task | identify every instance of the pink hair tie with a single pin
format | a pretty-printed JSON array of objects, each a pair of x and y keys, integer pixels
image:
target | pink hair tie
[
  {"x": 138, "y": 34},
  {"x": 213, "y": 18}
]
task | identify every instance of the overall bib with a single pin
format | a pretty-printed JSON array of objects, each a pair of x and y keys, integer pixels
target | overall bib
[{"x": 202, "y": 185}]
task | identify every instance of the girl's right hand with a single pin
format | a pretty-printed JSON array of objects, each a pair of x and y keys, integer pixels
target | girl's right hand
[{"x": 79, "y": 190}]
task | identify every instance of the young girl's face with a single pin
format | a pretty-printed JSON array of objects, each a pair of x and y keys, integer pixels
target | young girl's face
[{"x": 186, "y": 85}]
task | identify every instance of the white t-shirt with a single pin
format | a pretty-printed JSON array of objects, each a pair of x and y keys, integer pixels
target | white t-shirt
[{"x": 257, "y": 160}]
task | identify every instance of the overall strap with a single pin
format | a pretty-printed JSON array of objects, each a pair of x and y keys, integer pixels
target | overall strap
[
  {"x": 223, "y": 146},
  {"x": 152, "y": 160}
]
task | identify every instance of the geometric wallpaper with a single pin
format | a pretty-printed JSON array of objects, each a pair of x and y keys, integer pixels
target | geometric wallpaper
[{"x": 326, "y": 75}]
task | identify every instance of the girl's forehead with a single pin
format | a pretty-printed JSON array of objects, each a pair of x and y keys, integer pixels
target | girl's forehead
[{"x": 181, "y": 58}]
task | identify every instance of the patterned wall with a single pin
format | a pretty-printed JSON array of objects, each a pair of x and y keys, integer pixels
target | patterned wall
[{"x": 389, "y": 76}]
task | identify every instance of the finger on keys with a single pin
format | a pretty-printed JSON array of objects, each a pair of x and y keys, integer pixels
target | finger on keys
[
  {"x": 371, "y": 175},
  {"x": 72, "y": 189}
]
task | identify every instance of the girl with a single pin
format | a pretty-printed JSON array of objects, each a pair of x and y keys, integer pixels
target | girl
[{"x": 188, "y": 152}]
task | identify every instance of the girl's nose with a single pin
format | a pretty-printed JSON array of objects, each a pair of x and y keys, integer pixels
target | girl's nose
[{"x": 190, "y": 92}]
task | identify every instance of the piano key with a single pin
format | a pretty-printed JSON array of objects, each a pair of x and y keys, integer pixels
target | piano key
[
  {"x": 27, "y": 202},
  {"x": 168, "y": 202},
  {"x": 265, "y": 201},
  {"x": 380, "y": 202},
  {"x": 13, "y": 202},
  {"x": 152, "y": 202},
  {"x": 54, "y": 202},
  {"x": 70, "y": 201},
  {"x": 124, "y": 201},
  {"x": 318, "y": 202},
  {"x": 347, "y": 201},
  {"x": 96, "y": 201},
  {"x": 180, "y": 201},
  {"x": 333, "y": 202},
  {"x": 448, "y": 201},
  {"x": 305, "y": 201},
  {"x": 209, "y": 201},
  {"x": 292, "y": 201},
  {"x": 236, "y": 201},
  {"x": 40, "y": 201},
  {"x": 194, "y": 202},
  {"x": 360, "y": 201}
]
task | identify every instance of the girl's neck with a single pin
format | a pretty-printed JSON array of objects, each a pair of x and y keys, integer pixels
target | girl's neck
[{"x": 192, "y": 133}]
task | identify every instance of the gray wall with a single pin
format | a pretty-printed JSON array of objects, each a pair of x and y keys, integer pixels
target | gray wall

====

Written task: Return all the data above once more, precisely as given.

Final answer:
task | identify every instance of the pink hair tie with a single pin
format | a pretty-printed JSON array of objects, each a pair of x and y keys, integer pixels
image:
target | pink hair tie
[
  {"x": 138, "y": 34},
  {"x": 213, "y": 18}
]
task | identify every instance of the overall bib with a single pin
format | a pretty-printed JSON array of objects, each a pair of x and y keys, integer pixels
target | overall bib
[{"x": 202, "y": 185}]
task | identify every instance of the girl's right hand with a single pin
format | a pretty-printed JSON array of objects, each a pair of x and y keys, integer pixels
target | girl's right hand
[{"x": 79, "y": 190}]
task | identify every instance of the young girl's face with a single pin
format | a pretty-printed JSON array of objects, each a pair of x and y keys, integer pixels
target | young girl's face
[{"x": 186, "y": 85}]
task | identify every instance of the white t-shirt with a single pin
format | a pretty-printed JSON array of objects, each a pair of x and y keys, integer pixels
target | white t-shirt
[{"x": 257, "y": 160}]
task | identify every instance of the overall strap with a single pin
format | a pretty-printed JSON array of objects, each a pair of x and y keys, integer pixels
target | overall strap
[
  {"x": 223, "y": 146},
  {"x": 152, "y": 160}
]
task | identify every instance of the geometric wallpaper with a single pin
format | a pretty-printed JSON array of objects, each a pair of x and y keys, integer pixels
target | geometric wallpaper
[{"x": 326, "y": 75}]
task | identify every instance of the girl's forehead with a single pin
format | a pretty-printed JSON array of objects, each a pair of x and y keys, integer pixels
target | girl's forehead
[{"x": 181, "y": 58}]
task | identify every instance of the patterned wall with a single pin
format | a pretty-printed JSON array of objects, each a pair of x and y keys, integer pixels
target | patterned wall
[{"x": 389, "y": 76}]
task | identify every instance of the finger on keys with a single pin
format | a pretty-printed JSON array of objects, each a pair of x and y keys, integer pixels
target | finger on keys
[
  {"x": 371, "y": 175},
  {"x": 72, "y": 189}
]
task | identify every instance of the girl with a single pin
format | a pretty-printed JSON array of objects, each a pair of x and y keys, integer pixels
target | girl
[{"x": 188, "y": 152}]
task | identify every instance of the girl's nose with a single pin
format | a pretty-printed JSON array of objects, each a pair of x and y keys, integer pixels
target | girl's nose
[{"x": 190, "y": 92}]
task | identify every instance of the piano key with a single pin
format | a pretty-printed JSON array of objects, each a pair of x and y keys, integer pixels
target | piano key
[
  {"x": 27, "y": 202},
  {"x": 168, "y": 202},
  {"x": 265, "y": 201},
  {"x": 380, "y": 202},
  {"x": 13, "y": 202},
  {"x": 152, "y": 202},
  {"x": 54, "y": 202},
  {"x": 70, "y": 201},
  {"x": 124, "y": 201},
  {"x": 318, "y": 202},
  {"x": 347, "y": 201},
  {"x": 96, "y": 201},
  {"x": 180, "y": 201},
  {"x": 333, "y": 202},
  {"x": 448, "y": 201},
  {"x": 305, "y": 201},
  {"x": 209, "y": 201},
  {"x": 292, "y": 201},
  {"x": 236, "y": 201},
  {"x": 40, "y": 201},
  {"x": 194, "y": 202},
  {"x": 360, "y": 201}
]
task | identify every instance of the girl's neck with a single pin
format | a pretty-printed JSON array of objects, each a pair of x and y keys, integer pixels
target | girl's neck
[{"x": 192, "y": 133}]
task | identify every instance of the gray wall with a single pin
format | a pretty-printed JSON array of objects, each a pair of x and y keys, integer pixels
target | gray wall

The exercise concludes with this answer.